_Set task_: Convert the entries below into a two-column CSV with the headers "entry_text" and "answer", one row per entry. Put each entry's text and its answer in their own quoted fields, and replace line breaks with spaces.

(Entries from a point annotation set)

————————

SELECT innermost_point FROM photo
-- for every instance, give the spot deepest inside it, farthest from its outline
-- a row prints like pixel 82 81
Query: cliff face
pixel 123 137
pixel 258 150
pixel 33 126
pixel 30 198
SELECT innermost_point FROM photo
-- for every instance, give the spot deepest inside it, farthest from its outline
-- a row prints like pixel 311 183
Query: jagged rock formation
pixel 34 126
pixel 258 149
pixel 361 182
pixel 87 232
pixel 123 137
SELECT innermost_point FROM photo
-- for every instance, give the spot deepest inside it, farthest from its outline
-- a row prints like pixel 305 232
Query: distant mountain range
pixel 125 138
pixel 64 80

————————

_Written response_:
entry_text,answer
"SELECT innermost_point FROM photo -- for every instance, give the spot deepest inside it, farthest from its outline -- a row prints like pixel 82 81 Query: cliff face","pixel 123 137 pixel 258 150 pixel 33 126 pixel 30 198"
"SELECT innermost_point FROM photo -- for every instance, give the spot deepest inside it, farthest from its outline -- a row prints like pixel 311 183 Query: jagged rock formation","pixel 34 126 pixel 258 149 pixel 361 182 pixel 87 232 pixel 123 137"
"SELECT innermost_point FROM photo -- for every instance, give the spot deepest inside it, farthest from its outline -- a row prints like pixel 305 232 Query: distant mountain range","pixel 125 138 pixel 64 80"